━━━ Sayfa Alıntısı ━━━
Benim sözünü edeceğim son dakika durumu ise biraz ertelemeden biraz da zaman darlığından kaynaklanan son ana bırakılmış bir tatil gezisi hakkında. İtiraf etmeliyim ki biraz da başlıkla merak uyandırıp yazımın okunmasını sağlamak gibi bir niyetim de var.

Yarın sabah uyandığımızda ne ile karşılaşacağımızı bilemediğimiz bir ülkede, genellikle Temmuz-Ağustos aylarında kullanılan yıllık izinler için aylar öncesinden, Ocak-Şubat aylarında yer ve tarih seçip tatil planlaması yapanları uzak görüşlülüklerinden ve cesaretlerinden dolayı kutlarım. Bu yazının yayınlandığı Aralık ayında bile gazete, televizyon ve internet medyasında erken rezervasyon indirimi reklamları arka arkaya çıkmaya başlamıştı.

Sabaha karşı 04.00 civarı sonuçlanan ve yaklaşık altı saatlik bir araştırma ve değerlendirme sonucu Midilli Adası’nı rotamız olarak seçtim. Booking.com sitesi üzerinden otel seçimi yaparken sürekli son dakika fırsatı, son kalan yerler, sizinle birlikte şu anda bu kadar kişi aynı tesisi incelemekte, az önce bir kişi baktığınız tesisten bir oda için rezervasyon yaptırdı, bakmakta olduğunuz tesiste kalan son oda gibi uyarıların baskısı altında, otel seçimini de yaptım.
━━━
> Problemler ve Görevler:
A. Tatil yazısındaki "Sabaha karşı 04.00 civarı" diye başlayan paragrafı, ana bilgilerini koruyarak daha kısa biçimde yeniden yazın.
B. Tatil yazısına göre erken rezervasyon indirimi reklamları hangi ayda arka arkaya çıkmaya başlamıştı?
C. Tatil yazısında "Benim sözünü edeceğim" sözleriyle başlayıp "arkaya çıkmaya başlamıştı." sözlerine kadar uzanan kısmı kelimesi kelimesine aktarın.
Aşağıdaki kayıtlar, yukarıdaki yazıdan bağımsız ayrı bir malzemedir.
━━━ Veri Kümesi Alıntıları ━━━
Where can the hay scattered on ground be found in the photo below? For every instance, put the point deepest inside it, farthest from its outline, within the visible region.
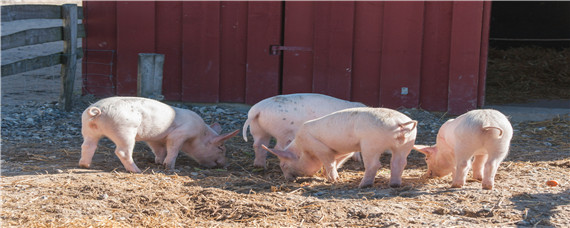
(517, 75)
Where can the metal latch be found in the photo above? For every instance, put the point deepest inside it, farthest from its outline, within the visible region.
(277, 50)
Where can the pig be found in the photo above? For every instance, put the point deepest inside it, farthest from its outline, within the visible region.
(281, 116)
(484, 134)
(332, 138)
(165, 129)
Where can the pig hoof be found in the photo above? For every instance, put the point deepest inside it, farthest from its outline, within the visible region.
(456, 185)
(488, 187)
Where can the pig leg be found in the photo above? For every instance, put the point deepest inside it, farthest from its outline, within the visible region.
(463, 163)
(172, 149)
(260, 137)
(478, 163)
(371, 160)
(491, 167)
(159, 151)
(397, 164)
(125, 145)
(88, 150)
━━━
━━━ Veri Kümesi Alıntıları ━━━
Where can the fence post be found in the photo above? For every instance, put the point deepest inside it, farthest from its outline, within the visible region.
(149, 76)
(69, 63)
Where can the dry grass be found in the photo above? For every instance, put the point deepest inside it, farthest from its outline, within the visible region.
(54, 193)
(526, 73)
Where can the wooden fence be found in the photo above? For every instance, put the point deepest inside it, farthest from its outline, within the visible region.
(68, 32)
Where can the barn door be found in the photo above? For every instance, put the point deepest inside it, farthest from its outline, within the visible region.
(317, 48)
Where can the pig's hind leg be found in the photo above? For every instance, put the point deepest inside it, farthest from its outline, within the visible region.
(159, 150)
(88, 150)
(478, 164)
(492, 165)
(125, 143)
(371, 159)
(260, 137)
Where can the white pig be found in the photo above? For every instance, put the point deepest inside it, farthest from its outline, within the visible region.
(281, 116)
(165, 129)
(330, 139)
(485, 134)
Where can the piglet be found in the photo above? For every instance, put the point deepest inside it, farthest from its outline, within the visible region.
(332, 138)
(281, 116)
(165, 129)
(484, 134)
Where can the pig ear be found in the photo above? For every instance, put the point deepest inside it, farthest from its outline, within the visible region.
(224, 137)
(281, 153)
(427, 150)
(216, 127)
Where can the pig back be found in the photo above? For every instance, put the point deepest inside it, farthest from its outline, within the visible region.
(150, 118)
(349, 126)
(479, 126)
━━━
> Çözüm Listesi:
A. Yaklaşık altı saat süren araştırma ve değerlendirmenin ardından sabaha karşı 04.00 civarında rota olarak Midilli Adası seçildi. Otel de Booking.com üzerinden seçildi. Bu seçim, son dakika fırsatı, son kalan yerler, aynı tesisi inceleyen kişi sayısı, az önce yapılan rezervasyon ve kalan son oda gibi uyarıların baskısı altında yapıldı.

B. Yazının yayınlandığı Aralık ayında.

C.
Benim sözünü edeceğim son dakika durumu ise biraz ertelemeden biraz da zaman darlığından kaynaklanan son ana bırakılmış bir tatil gezisi hakkında. İtiraf etmeliyim ki biraz da başlıkla merak uyandırıp yazımın okunmasını sağlamak gibi bir niyetim de var.

Yarın sabah uyandığımızda ne ile karşılaşacağımızı bilemediğimiz bir ülkede, genellikle Temmuz-Ağustos aylarında kullanılan yıllık izinler için aylar öncesinden, Ocak-Şubat aylarında yer ve tarih seçip tatil planlaması yapanları uzak görüşlülüklerinden ve cesaretlerinden dolayı kutlarım. Bu yazının yayınlandığı Aralık ayında bile gazete, televizyon ve internet medyasında erken rezervasyon indirimi reklamları arka arkaya çıkmaya başlamıştı.